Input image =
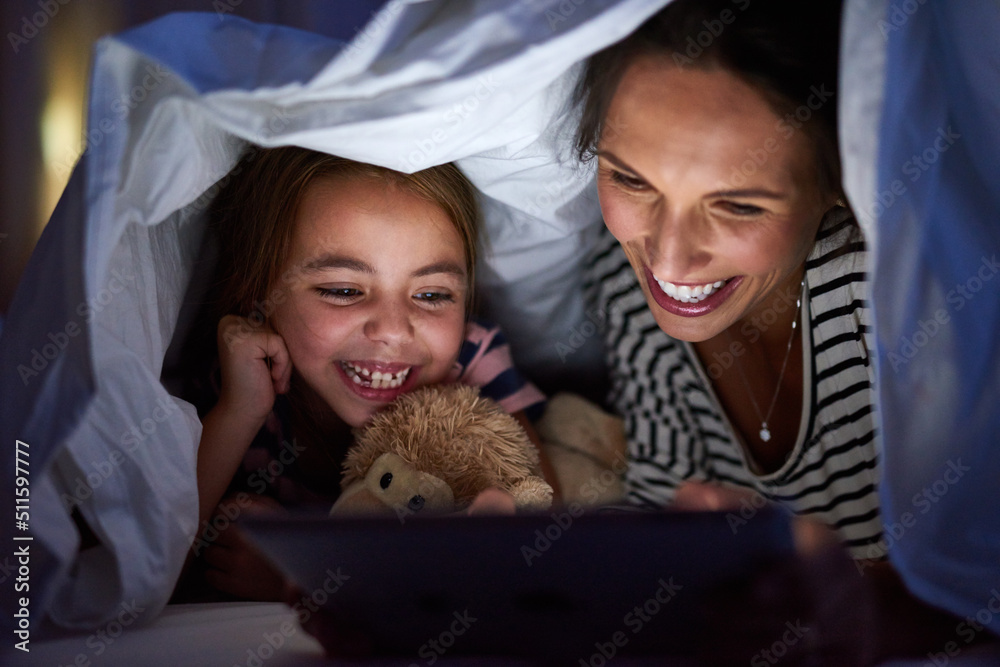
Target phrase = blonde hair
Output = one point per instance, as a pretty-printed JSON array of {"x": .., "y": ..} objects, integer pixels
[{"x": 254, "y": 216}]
· · · ·
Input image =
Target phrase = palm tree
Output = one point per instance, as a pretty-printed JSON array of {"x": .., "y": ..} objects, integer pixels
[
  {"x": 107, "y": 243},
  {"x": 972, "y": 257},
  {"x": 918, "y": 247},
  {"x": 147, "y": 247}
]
· · · ·
Muestra, sin cambiar nada, cada línea de las entradas que contenga la frase "phrase". Las mayúsculas y minúsculas cuentan.

Target phrase = blonde hair
Target phrase = palm tree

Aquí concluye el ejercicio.